§ **Exercise objective**
Please print the data that follows, keeping every line exact.

[Stored records]
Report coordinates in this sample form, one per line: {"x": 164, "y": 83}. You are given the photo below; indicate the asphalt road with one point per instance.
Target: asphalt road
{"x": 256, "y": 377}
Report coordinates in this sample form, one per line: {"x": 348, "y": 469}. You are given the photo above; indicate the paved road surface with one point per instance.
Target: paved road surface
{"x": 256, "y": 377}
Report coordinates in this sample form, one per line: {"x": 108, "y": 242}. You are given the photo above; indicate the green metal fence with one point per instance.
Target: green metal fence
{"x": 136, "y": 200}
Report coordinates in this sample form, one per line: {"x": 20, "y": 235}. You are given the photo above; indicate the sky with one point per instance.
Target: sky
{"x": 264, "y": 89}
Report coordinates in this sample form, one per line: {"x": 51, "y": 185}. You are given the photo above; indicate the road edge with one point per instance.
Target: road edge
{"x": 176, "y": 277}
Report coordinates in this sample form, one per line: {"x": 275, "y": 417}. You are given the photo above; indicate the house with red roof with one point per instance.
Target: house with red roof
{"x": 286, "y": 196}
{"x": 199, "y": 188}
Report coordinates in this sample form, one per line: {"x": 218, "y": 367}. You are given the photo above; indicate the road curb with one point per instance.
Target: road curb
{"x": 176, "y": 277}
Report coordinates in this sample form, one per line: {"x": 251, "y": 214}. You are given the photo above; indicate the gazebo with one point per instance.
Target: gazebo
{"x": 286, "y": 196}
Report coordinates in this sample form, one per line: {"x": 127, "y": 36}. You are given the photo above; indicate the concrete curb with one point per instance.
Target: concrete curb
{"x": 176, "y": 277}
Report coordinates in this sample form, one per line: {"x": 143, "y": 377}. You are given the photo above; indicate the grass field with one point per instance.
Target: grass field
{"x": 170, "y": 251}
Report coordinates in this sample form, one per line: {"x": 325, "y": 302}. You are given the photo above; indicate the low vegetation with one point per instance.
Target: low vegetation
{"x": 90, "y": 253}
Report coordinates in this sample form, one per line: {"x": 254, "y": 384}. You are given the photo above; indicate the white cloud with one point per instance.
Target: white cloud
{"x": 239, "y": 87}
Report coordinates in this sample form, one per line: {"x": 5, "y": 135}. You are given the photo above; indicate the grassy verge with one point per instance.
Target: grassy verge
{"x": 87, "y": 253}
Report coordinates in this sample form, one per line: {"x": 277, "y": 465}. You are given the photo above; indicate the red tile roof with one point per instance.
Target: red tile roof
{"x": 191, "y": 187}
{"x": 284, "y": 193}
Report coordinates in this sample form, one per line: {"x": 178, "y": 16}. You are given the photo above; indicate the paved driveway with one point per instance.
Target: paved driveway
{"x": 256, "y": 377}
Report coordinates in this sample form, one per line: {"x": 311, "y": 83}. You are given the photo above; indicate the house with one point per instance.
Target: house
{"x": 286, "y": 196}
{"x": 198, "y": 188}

§ **Your response**
Report coordinates in this sample form, one per line: {"x": 164, "y": 83}. You are given the photo below; indicate the asphalt road with one point per instance.
Target: asphalt road
{"x": 256, "y": 377}
Report coordinates in this sample form, one per line: {"x": 348, "y": 469}. You are given the photo above; indicate the paved road surface with one point per instance.
Target: paved road surface
{"x": 256, "y": 377}
Report coordinates in this sample form, one per line: {"x": 108, "y": 242}. You are given the photo above; indicate the green metal fence with one point per instance.
Target: green metal fence
{"x": 136, "y": 200}
Report coordinates in this sample form, one per line: {"x": 20, "y": 235}. You are given the photo above; indicate the sky with one point per instance.
Target: sky
{"x": 264, "y": 89}
Report coordinates in this sample form, one per line: {"x": 51, "y": 185}. You are given the photo above; indicate the road edge with one point per instance.
Target: road edge
{"x": 176, "y": 277}
Report coordinates in this sample form, one per line: {"x": 275, "y": 417}. You are given the photo above; indicate the house with red roof with one point per instance.
Target: house with red roof
{"x": 286, "y": 196}
{"x": 199, "y": 188}
Report coordinates in this sample form, one per line: {"x": 218, "y": 367}. You are given the photo above; indicate the road curb with one point per instance.
Target: road curb
{"x": 176, "y": 277}
Report coordinates in this sample form, one per line: {"x": 251, "y": 214}. You are given the photo above; indicate the gazebo with one point per instance.
Target: gazebo
{"x": 286, "y": 196}
Report coordinates in this sample form, one per line: {"x": 127, "y": 36}. You are given the photo above; indicate the concrete curb with one point per instance.
Target: concrete curb
{"x": 176, "y": 277}
Report coordinates in this sample form, one per line: {"x": 143, "y": 377}. You are given the photo above; indicate the grass field with one point per instance.
Target: grass field
{"x": 170, "y": 251}
Report coordinates in this sample form, one per line: {"x": 325, "y": 302}. You are given the photo above; indicate the low vegetation with one point per instance.
Target: low vegetation
{"x": 90, "y": 253}
Report coordinates in this sample form, one per line: {"x": 254, "y": 384}. You are given the photo above; indicate the white cloud with one point per instance.
Target: white cloud
{"x": 239, "y": 87}
Report coordinates in this sample form, one per line: {"x": 5, "y": 135}. You are given the photo above; indicate the grassy verge with one point per instance.
Target: grassy verge
{"x": 87, "y": 253}
Report coordinates in this sample form, one per line: {"x": 277, "y": 465}. You are given the photo above; indicate the red tile roof with one point per instance.
Target: red tile roof
{"x": 191, "y": 187}
{"x": 284, "y": 193}
Report coordinates in this sample form, one per line: {"x": 178, "y": 16}. You are given the photo above; indicate the paved driveway with one point per instance.
Target: paved driveway
{"x": 256, "y": 377}
Report coordinates in this sample form, one per line: {"x": 311, "y": 83}. You are given the photo above; indicate the house with one point per instance.
Target: house
{"x": 286, "y": 196}
{"x": 198, "y": 188}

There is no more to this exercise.